Records contained in a dataset:
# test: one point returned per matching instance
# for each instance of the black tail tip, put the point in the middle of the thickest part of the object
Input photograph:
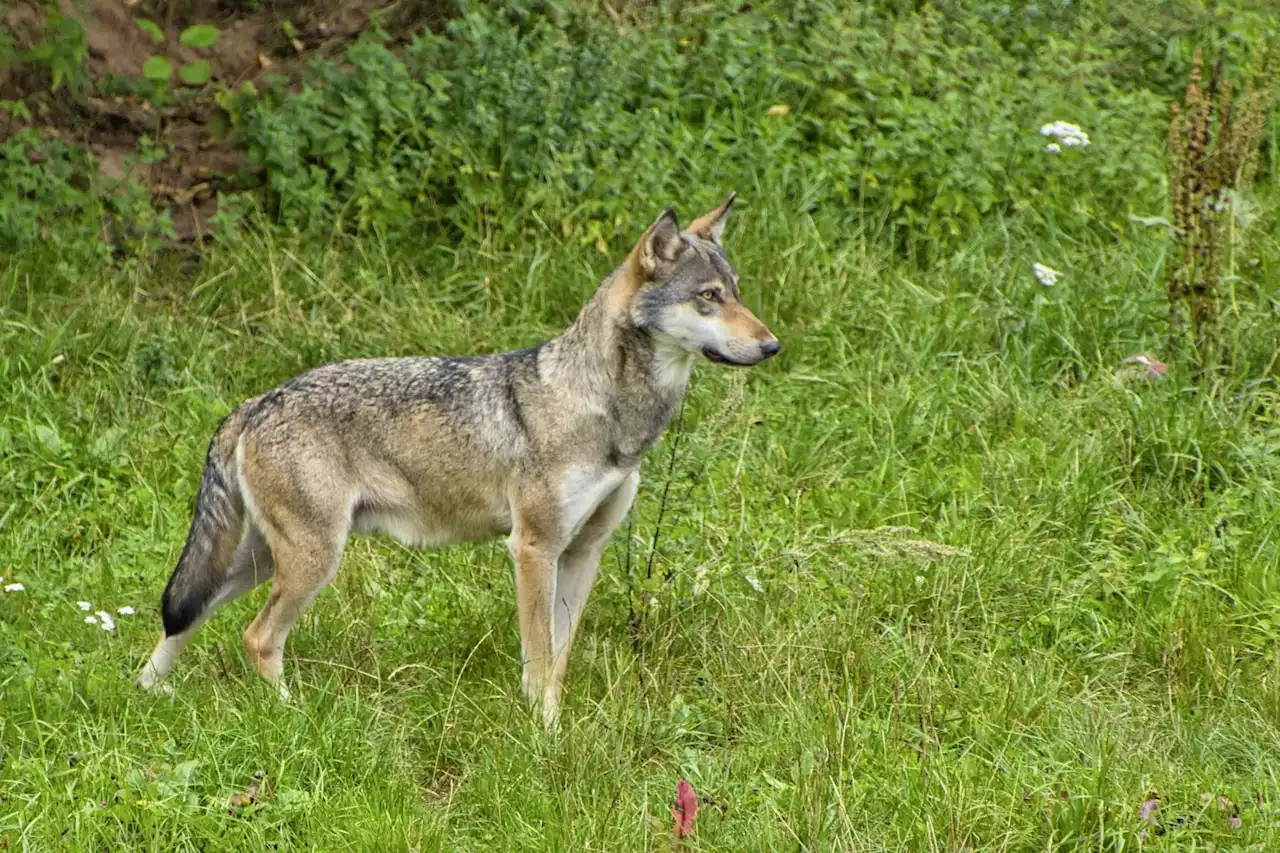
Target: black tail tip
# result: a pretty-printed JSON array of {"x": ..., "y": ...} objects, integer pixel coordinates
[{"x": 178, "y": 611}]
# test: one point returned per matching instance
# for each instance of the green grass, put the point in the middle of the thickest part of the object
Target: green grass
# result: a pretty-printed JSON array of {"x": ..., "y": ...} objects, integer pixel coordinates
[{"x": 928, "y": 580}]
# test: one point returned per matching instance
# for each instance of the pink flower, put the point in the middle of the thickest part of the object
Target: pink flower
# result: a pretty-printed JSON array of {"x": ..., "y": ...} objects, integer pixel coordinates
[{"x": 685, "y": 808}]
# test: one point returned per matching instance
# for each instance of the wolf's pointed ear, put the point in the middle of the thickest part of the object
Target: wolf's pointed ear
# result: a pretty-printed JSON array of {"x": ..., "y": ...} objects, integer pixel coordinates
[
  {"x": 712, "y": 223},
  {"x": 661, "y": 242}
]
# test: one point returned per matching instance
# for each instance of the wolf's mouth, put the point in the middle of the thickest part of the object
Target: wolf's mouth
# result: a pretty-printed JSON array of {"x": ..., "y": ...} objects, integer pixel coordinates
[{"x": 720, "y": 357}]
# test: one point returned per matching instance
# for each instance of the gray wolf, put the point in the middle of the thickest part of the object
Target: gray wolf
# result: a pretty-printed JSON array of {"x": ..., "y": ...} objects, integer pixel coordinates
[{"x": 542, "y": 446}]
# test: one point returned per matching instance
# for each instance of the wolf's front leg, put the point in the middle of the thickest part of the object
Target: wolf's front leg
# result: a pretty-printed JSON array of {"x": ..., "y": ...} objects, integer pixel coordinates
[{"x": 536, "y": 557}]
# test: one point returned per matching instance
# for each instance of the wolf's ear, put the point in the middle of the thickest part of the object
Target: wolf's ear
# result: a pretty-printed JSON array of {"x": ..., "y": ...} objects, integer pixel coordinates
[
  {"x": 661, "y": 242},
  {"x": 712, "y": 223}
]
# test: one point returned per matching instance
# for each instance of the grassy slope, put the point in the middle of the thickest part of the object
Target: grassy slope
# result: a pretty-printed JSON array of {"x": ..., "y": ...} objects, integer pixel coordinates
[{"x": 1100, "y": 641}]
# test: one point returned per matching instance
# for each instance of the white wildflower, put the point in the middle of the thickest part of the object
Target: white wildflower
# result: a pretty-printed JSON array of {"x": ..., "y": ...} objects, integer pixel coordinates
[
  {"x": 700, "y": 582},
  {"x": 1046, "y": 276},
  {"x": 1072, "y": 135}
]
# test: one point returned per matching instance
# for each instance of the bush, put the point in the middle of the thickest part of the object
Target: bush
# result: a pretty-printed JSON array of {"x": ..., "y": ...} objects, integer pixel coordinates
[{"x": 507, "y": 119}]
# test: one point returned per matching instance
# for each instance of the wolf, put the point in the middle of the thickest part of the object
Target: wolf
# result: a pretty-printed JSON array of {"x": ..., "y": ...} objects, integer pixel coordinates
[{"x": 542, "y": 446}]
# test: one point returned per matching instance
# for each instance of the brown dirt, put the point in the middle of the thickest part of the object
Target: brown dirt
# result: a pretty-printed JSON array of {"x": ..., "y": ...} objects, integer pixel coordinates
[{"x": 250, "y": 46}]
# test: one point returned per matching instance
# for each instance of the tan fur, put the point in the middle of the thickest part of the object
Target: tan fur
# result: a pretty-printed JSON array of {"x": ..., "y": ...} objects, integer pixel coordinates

EXERCISE AIM — Except for pictures, copy the records above exactly.

WRITTEN ANSWER —
# test: one point returned per matching instance
# for each instance of the black tail tip, put the point in the middle of the thickest part of the object
Input photograph:
Target: black tail tip
# result: a pretty-printed JSON array of {"x": ..., "y": ...} objects, integer pixel coordinates
[{"x": 178, "y": 611}]
# test: one point returned per matching instance
# for each instance of the green grass, put the point in the middle of the thickest part of the object
Target: green grass
# result: a pretty-printed JSON array of {"x": ..., "y": ...} objects, integer pixel coordinates
[{"x": 928, "y": 580}]
# test: one point returned per matching instance
# for each instance of the pink flower, put the point in the middle of the thickest part of the object
Target: pink flower
# result: a pretty-printed JSON array of {"x": ..., "y": ...} objects, integer pixel coordinates
[{"x": 685, "y": 808}]
# test: one point returned per matching instance
# for each instance of the wolf's pointed ear, put the point in the middle of the thickest part of the object
Target: wolf's pointed ear
# result: a pretty-printed JSON array of {"x": ..., "y": ...} objects, integer pixel coordinates
[
  {"x": 712, "y": 223},
  {"x": 661, "y": 242}
]
# test: one point returned per matching instance
# for each instance of the wolf's mouth, put the point in the middle of the thickest part of the object
Target: wolf's mouth
# result: a pretty-printed JSON array of {"x": ..., "y": ...} objects, integer pixel coordinates
[{"x": 720, "y": 357}]
# test: one point returned per matching instance
# for each instance of the gray wolf, put the point in the middle of the thickest part of the object
Target: gray wolf
# result: a pretty-printed JSON array of {"x": ..., "y": ...} objects, integer pixel coordinates
[{"x": 542, "y": 446}]
# test: one point returned per matching instance
# for each instance of the wolf's front leg, put the point in the middle of the thickest part of the object
Target: wolf's front leg
# result: a pretty-printed JSON array of {"x": ..., "y": ...} objects, integer pixel coordinates
[{"x": 536, "y": 557}]
# test: one point returned per matching instance
# for each instance of the wolf's ear, put the point in the middle of the thickest part of the object
Target: wolf's ear
# result: a pretty-printed JSON array of {"x": ..., "y": ...} objects, integer pixel coordinates
[
  {"x": 661, "y": 242},
  {"x": 712, "y": 223}
]
# test: one point returned per matching instance
# for each instance of the grassy slope, put the point in the middle of the thickest part of the object
Target: grassy slope
# result: a pretty-printed JSON array of {"x": ..., "y": ...} objects, integer pixel coordinates
[{"x": 1100, "y": 641}]
# test: one point returned per matching instance
# for each instance of the white wildflower, put the point in the middle of the thickest part of the object
Target: white wildflower
# result: a pretty-printed JSON array of {"x": ..., "y": ...} objects, integer pixel coordinates
[
  {"x": 700, "y": 582},
  {"x": 1046, "y": 276},
  {"x": 1072, "y": 135}
]
# test: one point returned per matching instance
# for each instance of the bush, put the point in the middle of the thickest part of the object
Target: bush
# result: a pretty-printed JSON array of {"x": ..., "y": ...} objects, integer pixel coordinates
[{"x": 507, "y": 119}]
# test: one point returned per matching instance
# for each instance of the wolf, put the point in the middle of the thickest part of the object
Target: wolf
# result: a pretty-printed JSON array of {"x": ..., "y": ...} objects, integer pixel coordinates
[{"x": 542, "y": 446}]
# test: one point returned per matching instance
# for each instance of the brown dirt, put the point in the middle of the thickest part of the object
Target: brown dirt
# result: a pretty-printed JSON array of {"x": ..., "y": ...} objects, integer pixel coordinates
[{"x": 250, "y": 46}]
# test: one point returned per matching instance
# for each instance of the tan fur, put the point in the middle of the thickest part of the object
Target: tan fur
# result: a pretty-printed JSON array of {"x": ..., "y": ...} objects, integer pixel coordinates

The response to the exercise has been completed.